*Stated exercise A*. Name every identifier in the forum post below that begins with "NRF_LOG".

Dear all,
The forum is full of questions around printing floating point numbers, however, I have a rather strange issue where maybe someone can help.
I have a project based on the libuarte cli example (set up in VisualGDB using v17 of the SDK). cli with libuarte was chosen because the forum suggests that libuarte is the proper choice for exchanging rather big amounts of data.
I do some code profiling and for this, I have to print out floating point numbers (with as many digits "as possible") via the uart.
Since the logging backend uses libuarte cli as setup in the example, i have to send floats as strings, because sending "raw" data via cli is not possible. I could use a second UART to do so, but it is much easier to control the program and get debug data over the same interface.
Now, since NRF_LOG_FLOAT with the respective float markers is very limited in the number of digits, i use an approach like:
void write_out(float* float_array_p)
{
char floatchar[15];
for (int ii = 0; ii < 1024; ii++)
{
memset(floatchar, 0, sizeof(floatchar));
sprintf(floatchar, "%14.9f", (float_array_p[ii]));
NRF_LOG_RAW_INFO("%s,", NRF_LOG_PUSH(floatchar));
while(NRF_LOG_PROCESS());
cli_process();
}
}
The code runs in the main context. While not elegant, it should work fine.

*Stated exercise B*. Copy out each line of the records below that contains the word "training". Case counts.

*Listed entries*.
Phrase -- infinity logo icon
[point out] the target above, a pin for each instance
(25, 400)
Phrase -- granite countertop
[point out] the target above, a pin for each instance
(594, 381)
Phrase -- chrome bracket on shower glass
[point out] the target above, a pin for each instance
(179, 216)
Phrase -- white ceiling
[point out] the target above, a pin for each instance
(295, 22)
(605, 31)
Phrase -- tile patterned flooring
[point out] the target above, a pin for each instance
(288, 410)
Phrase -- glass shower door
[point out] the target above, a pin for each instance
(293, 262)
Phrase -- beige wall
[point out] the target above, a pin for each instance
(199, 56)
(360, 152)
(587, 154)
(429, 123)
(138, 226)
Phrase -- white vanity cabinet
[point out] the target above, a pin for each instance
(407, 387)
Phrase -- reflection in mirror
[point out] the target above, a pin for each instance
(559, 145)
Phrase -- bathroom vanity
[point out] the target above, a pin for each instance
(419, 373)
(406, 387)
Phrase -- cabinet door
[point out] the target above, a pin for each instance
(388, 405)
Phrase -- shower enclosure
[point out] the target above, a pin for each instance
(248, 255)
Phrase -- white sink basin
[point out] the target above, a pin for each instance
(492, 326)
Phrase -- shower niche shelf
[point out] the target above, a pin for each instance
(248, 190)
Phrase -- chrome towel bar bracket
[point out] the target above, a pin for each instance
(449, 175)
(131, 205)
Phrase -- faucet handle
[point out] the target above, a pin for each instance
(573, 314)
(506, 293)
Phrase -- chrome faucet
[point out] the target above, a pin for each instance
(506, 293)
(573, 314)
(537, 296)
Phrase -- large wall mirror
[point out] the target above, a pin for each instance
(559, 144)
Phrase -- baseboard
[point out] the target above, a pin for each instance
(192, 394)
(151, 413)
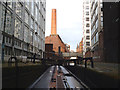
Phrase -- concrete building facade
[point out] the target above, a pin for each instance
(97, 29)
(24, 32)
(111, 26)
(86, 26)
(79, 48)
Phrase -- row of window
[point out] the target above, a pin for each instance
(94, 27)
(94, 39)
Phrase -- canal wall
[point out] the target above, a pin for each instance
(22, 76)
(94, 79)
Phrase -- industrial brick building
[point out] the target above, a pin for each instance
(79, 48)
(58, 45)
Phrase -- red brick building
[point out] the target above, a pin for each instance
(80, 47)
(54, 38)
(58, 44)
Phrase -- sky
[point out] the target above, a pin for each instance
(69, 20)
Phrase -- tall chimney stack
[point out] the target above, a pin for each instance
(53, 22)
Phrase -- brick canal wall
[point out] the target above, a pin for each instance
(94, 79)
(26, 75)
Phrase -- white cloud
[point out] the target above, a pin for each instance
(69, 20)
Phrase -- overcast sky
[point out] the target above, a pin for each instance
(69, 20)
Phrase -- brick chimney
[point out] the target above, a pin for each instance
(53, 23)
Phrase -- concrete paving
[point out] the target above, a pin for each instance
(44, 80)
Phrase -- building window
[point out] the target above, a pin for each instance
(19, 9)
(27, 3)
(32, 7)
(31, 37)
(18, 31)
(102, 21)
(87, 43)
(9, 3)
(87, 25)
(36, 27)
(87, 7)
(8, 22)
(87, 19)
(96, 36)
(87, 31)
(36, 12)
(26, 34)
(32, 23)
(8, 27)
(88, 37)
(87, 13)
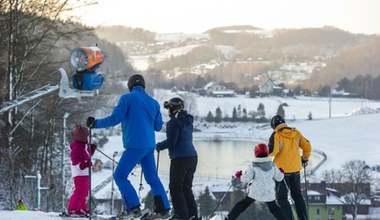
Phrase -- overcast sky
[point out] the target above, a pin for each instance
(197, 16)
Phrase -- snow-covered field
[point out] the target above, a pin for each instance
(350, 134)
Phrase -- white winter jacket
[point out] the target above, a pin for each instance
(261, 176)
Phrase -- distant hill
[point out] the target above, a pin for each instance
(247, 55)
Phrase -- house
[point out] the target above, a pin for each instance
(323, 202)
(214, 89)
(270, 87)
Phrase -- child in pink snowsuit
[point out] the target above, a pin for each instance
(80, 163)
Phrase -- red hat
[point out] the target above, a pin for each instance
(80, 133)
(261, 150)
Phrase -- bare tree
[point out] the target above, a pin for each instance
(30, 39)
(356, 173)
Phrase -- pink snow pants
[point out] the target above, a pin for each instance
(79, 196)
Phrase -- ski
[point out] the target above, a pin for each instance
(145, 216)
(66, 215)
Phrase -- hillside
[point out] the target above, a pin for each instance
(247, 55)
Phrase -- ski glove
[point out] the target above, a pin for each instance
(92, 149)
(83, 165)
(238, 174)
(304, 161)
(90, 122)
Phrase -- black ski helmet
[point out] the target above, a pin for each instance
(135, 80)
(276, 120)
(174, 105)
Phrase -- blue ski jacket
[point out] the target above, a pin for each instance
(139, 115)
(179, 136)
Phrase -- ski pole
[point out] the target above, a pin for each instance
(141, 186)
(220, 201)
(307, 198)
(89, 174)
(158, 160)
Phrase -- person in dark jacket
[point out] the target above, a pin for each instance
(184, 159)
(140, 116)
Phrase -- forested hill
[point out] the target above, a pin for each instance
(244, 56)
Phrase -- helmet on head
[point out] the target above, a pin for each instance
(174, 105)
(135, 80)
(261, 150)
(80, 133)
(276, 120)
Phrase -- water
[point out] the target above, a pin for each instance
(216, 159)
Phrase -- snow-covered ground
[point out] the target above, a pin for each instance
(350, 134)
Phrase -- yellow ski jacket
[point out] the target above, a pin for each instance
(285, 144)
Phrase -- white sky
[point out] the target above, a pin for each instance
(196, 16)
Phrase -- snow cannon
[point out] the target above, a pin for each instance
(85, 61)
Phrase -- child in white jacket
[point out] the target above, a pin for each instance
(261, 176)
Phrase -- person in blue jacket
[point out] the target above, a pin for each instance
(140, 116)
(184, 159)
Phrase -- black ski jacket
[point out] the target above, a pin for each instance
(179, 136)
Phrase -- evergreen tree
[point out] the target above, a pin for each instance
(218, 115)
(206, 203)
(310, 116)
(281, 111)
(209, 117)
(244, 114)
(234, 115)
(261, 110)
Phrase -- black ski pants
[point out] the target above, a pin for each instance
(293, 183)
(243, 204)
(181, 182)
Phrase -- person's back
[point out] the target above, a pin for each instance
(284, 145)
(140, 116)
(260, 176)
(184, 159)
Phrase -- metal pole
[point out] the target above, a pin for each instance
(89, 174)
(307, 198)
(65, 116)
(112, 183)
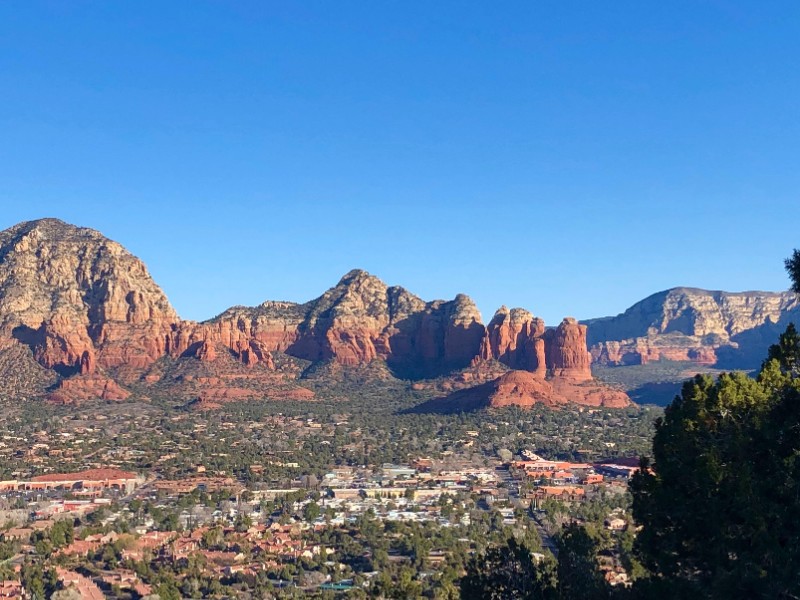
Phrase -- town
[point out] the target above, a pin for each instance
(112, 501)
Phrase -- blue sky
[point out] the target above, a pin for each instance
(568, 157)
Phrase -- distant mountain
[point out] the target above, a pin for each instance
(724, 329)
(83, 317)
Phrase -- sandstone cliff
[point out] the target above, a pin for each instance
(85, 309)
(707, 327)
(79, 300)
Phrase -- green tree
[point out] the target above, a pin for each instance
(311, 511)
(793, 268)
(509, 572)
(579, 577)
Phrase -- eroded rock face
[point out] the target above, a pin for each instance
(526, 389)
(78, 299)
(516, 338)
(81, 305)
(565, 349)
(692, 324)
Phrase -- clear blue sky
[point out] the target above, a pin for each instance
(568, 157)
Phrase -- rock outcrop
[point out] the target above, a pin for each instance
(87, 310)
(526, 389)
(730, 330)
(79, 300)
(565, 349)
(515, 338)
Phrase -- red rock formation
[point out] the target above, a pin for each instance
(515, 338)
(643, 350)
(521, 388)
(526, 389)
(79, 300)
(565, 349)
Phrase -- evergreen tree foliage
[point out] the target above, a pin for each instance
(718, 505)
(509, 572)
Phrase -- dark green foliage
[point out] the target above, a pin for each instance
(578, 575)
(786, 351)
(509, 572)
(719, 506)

...

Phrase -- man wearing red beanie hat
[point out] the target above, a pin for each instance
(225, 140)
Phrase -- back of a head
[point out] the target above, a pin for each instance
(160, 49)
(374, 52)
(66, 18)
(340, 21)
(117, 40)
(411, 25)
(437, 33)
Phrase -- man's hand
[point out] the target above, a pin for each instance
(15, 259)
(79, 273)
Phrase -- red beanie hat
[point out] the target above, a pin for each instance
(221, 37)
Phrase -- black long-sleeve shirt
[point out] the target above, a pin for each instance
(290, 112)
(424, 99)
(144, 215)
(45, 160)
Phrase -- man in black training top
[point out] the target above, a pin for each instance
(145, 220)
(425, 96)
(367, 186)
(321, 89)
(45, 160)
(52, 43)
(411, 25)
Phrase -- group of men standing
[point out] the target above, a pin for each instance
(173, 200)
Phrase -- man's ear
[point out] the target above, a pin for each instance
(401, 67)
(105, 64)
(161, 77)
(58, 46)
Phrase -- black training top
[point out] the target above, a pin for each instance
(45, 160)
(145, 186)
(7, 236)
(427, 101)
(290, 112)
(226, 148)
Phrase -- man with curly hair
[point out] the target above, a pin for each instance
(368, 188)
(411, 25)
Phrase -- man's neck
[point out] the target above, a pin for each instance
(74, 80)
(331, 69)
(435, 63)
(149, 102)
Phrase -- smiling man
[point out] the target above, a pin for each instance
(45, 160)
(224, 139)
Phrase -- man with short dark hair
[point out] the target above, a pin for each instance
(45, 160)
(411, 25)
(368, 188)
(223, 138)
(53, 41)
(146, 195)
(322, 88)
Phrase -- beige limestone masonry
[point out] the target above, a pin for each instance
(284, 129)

*Right answer A*. NRF_LOG_FLOAT, NRF_LOG_RAW_INFO, NRF_LOG_PUSH, NRF_LOG_PROCESS

*Right answer B*.
Phrase -- man in black training top
Phrase -- black training top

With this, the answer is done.